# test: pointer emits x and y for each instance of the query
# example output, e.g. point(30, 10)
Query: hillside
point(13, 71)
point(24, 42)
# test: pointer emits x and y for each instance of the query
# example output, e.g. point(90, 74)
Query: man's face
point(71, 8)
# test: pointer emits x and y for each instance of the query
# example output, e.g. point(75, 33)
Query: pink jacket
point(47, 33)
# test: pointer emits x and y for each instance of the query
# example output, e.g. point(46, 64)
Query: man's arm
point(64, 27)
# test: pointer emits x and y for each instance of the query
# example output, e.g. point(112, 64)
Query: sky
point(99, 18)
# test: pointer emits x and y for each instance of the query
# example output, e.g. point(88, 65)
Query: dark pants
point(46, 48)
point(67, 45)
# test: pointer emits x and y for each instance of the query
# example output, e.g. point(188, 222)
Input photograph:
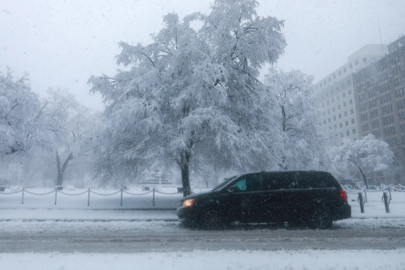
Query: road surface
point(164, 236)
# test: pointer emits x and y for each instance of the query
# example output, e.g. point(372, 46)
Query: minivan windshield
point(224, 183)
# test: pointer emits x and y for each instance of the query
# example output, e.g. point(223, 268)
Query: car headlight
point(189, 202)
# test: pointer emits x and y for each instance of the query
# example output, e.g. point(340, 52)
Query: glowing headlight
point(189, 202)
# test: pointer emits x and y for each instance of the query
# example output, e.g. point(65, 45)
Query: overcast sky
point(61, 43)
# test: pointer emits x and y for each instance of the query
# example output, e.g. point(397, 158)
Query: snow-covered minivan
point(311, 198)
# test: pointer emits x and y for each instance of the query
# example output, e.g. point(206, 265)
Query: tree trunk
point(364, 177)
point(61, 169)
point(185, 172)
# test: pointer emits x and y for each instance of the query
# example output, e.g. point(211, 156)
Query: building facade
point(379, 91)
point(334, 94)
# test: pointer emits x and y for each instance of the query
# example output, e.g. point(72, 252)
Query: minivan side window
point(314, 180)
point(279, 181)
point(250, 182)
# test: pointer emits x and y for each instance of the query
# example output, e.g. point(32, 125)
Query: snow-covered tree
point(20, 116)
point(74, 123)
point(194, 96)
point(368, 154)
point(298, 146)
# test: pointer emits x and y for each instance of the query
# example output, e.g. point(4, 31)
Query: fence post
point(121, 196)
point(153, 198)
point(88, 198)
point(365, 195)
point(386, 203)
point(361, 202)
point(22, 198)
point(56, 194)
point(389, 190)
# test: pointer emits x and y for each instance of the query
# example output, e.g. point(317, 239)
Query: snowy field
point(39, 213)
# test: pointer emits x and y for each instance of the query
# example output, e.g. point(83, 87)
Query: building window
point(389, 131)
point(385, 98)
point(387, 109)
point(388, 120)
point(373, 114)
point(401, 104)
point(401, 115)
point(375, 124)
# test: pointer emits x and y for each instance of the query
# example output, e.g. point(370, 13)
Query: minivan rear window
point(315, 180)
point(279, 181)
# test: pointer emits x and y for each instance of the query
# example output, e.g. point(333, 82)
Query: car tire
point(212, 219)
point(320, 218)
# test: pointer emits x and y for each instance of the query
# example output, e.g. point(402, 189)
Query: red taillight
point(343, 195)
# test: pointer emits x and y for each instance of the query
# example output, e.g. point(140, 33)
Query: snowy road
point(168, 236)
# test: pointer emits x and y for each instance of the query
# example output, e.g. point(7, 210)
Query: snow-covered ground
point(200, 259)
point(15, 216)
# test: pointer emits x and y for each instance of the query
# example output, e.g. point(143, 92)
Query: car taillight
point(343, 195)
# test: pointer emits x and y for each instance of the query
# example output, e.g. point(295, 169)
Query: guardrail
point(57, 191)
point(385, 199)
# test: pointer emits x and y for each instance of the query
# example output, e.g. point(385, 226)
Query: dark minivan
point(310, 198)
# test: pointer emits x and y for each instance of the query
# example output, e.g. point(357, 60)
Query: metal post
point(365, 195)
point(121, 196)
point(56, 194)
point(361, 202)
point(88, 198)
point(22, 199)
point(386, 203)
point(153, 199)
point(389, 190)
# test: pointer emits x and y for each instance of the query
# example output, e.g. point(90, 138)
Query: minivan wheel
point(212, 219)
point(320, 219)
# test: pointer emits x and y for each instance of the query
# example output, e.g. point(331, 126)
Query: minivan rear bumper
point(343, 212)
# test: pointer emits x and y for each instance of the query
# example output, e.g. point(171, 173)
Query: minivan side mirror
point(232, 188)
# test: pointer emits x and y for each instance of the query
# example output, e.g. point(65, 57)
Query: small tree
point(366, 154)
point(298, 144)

*****

--- WHAT THIS TASK INVOLVES ---
Rewrite all of the lines above as a JSON list of strings, one string per line, skipping any blank lines and omitting the pictures.

--- FINAL RESULT ---
[
  "# test: pointer emits x and y for each instance of the query",
  "# example output, e.g. point(30, 10)",
  "Query: hillside",
  "point(13, 71)",
  "point(24, 42)",
  "# test: pointer emits x and y for each instance of the query",
  "# example output, e.g. point(90, 74)",
  "Query: man's face",
  "point(71, 8)",
  "# test: pointer emits x and y for each instance of the query",
  "# example output, e.g. point(75, 33)",
  "Query: pink jacket",
  "point(47, 33)",
  "# test: pointer emits x and y for each instance of the query",
  "# example output, e.g. point(46, 64)",
  "Query: man's arm",
  "point(64, 27)",
  "# test: pointer emits x and y for each instance of the query",
  "# example output, e.g. point(112, 64)",
  "Query: sky",
  "point(99, 18)",
  "# test: pointer emits x and y for each instance of the query",
  "# example output, e.g. point(88, 65)",
  "Query: dark pants",
  "point(46, 48)",
  "point(67, 45)",
  "# test: pointer emits x and y for each instance of the query",
  "# example output, e.g. point(188, 222)",
  "Input photograph:",
  "Query: road surface",
  "point(164, 236)",
  "# test: pointer emits x and y for each instance of the query",
  "# example output, e.g. point(372, 46)",
  "Query: minivan windshield",
  "point(224, 183)",
  "# test: pointer emits x and y for each instance of the query",
  "# example output, e.g. point(223, 268)",
  "Query: car headlight",
  "point(189, 202)",
  "# test: pointer emits x and y for each instance of the query",
  "# example output, e.g. point(340, 52)",
  "Query: glowing headlight",
  "point(189, 202)",
  "# test: pointer emits x and y for each instance of the query",
  "# example output, e.g. point(65, 45)",
  "Query: overcast sky",
  "point(61, 43)",
  "# test: pointer emits x and y for each instance of the query",
  "# example output, e.g. point(397, 158)",
  "Query: snow-covered minivan",
  "point(311, 198)",
  "# test: pointer emits x and y for each instance of the query",
  "# example output, e.g. point(206, 265)",
  "Query: tree trunk",
  "point(364, 177)",
  "point(61, 169)",
  "point(185, 172)",
  "# test: pointer emits x and y for each instance of the query",
  "# example output, e.g. point(211, 156)",
  "Query: building facade",
  "point(379, 91)",
  "point(334, 94)",
  "# test: pointer emits x and y for each instance of the query",
  "# example output, e.g. point(72, 252)",
  "Query: minivan side window",
  "point(314, 180)",
  "point(279, 181)",
  "point(250, 182)",
  "# test: pointer emits x and y for each instance of the query",
  "# example output, e.g. point(32, 125)",
  "Query: snow-covered tree",
  "point(20, 116)",
  "point(74, 123)",
  "point(194, 96)",
  "point(368, 154)",
  "point(298, 146)",
  "# test: pointer emits x and y for each instance of the query",
  "# example output, e.g. point(4, 31)",
  "Query: fence post",
  "point(121, 196)",
  "point(153, 198)",
  "point(88, 198)",
  "point(365, 195)",
  "point(386, 203)",
  "point(361, 202)",
  "point(22, 198)",
  "point(56, 194)",
  "point(389, 190)",
  "# test: pointer emits x and y for each instance of the query",
  "# example output, e.g. point(317, 239)",
  "Query: snowy field",
  "point(39, 213)",
  "# test: pointer emits x and y for each instance of the query",
  "# example output, e.g. point(83, 87)",
  "Query: building window",
  "point(389, 131)",
  "point(385, 98)",
  "point(387, 109)",
  "point(388, 120)",
  "point(373, 114)",
  "point(401, 104)",
  "point(401, 115)",
  "point(375, 124)",
  "# test: pointer emits x and y for each instance of the query",
  "# example output, e.g. point(370, 13)",
  "Query: minivan rear window",
  "point(315, 180)",
  "point(279, 181)",
  "# test: pointer emits x and y for each instance of the query",
  "# example output, e.g. point(333, 82)",
  "Query: car tire",
  "point(212, 219)",
  "point(320, 218)",
  "# test: pointer emits x and y for each instance of the query",
  "# example output, e.g. point(402, 189)",
  "Query: red taillight",
  "point(343, 195)",
  "# test: pointer emits x and y for each instance of the query",
  "# example output, e.g. point(140, 33)",
  "Query: snowy road",
  "point(168, 236)",
  "# test: pointer emits x and y for each instance of the query",
  "# example output, e.g. point(7, 210)",
  "Query: snow-covered ground",
  "point(200, 259)",
  "point(15, 216)",
  "# test: pointer emits x and y for each instance of the query",
  "# example output, e.g. point(143, 92)",
  "Query: car taillight",
  "point(343, 195)",
  "# test: pointer emits x and y for each instance of the query",
  "# example output, e.g. point(295, 169)",
  "Query: guardrail",
  "point(57, 191)",
  "point(385, 199)",
  "# test: pointer emits x and y for each instance of the query",
  "# example output, e.g. point(385, 226)",
  "Query: dark minivan",
  "point(310, 198)",
  "# test: pointer emits x and y for each instance of the query",
  "# example output, e.g. point(357, 60)",
  "Query: metal post",
  "point(365, 195)",
  "point(121, 196)",
  "point(56, 194)",
  "point(361, 202)",
  "point(88, 198)",
  "point(22, 199)",
  "point(386, 203)",
  "point(153, 199)",
  "point(389, 190)",
  "# test: pointer emits x and y for each instance of the query",
  "# example output, e.g. point(90, 138)",
  "Query: minivan wheel",
  "point(212, 219)",
  "point(320, 219)",
  "# test: pointer emits x and y for each instance of the query",
  "# example output, e.g. point(331, 126)",
  "Query: minivan rear bumper",
  "point(343, 212)",
  "# test: pointer emits x and y for each instance of the query",
  "# example output, e.g. point(171, 173)",
  "Query: minivan side mirror",
  "point(232, 188)",
  "# test: pointer emits x and y for each instance of the query",
  "# example output, e.g. point(65, 57)",
  "Query: small tree",
  "point(366, 154)",
  "point(298, 144)"
]